Dataset extract:
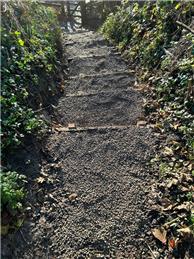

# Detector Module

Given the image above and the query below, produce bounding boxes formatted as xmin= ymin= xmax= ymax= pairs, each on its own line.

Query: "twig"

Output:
xmin=176 ymin=21 xmax=194 ymax=34
xmin=19 ymin=229 xmax=28 ymax=244
xmin=145 ymin=242 xmax=157 ymax=259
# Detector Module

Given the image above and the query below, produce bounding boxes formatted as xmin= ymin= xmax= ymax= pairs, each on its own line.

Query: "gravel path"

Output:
xmin=3 ymin=32 xmax=155 ymax=259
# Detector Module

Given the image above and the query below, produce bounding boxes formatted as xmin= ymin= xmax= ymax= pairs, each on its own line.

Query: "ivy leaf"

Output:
xmin=18 ymin=39 xmax=24 ymax=47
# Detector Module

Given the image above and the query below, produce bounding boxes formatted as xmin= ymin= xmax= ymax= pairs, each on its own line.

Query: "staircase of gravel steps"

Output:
xmin=55 ymin=32 xmax=142 ymax=130
xmin=15 ymin=32 xmax=155 ymax=259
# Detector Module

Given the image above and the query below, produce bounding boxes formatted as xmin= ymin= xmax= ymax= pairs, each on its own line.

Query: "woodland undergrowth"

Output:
xmin=101 ymin=1 xmax=194 ymax=258
xmin=1 ymin=1 xmax=61 ymax=234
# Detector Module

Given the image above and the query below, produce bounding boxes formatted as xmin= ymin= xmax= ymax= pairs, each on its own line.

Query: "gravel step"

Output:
xmin=57 ymin=89 xmax=142 ymax=127
xmin=69 ymin=55 xmax=127 ymax=76
xmin=65 ymin=71 xmax=135 ymax=94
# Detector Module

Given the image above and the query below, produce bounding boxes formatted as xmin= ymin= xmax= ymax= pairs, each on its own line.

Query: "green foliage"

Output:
xmin=1 ymin=1 xmax=60 ymax=154
xmin=101 ymin=1 xmax=192 ymax=69
xmin=101 ymin=1 xmax=194 ymax=167
xmin=1 ymin=0 xmax=61 ymax=221
xmin=1 ymin=172 xmax=25 ymax=214
xmin=101 ymin=1 xmax=194 ymax=242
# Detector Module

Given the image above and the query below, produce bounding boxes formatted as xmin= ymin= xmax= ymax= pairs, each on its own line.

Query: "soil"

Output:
xmin=2 ymin=32 xmax=156 ymax=259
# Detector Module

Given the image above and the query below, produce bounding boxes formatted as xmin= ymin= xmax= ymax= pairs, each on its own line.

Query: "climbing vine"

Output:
xmin=1 ymin=1 xmax=60 ymax=232
xmin=101 ymin=1 xmax=194 ymax=258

Problem to work on:
Copy out the items word for word from their beginning through the line with "xmin=145 ymin=242 xmax=157 ymax=259", including that line, and omit the pictures.

Reply:
# Detector Module

Given the image above and the query below, produce bounding boxes formatted as xmin= ymin= xmax= ymax= pairs, each on its own line.

Query: "twig"

Output:
xmin=176 ymin=21 xmax=194 ymax=34
xmin=19 ymin=229 xmax=28 ymax=244
xmin=145 ymin=242 xmax=157 ymax=259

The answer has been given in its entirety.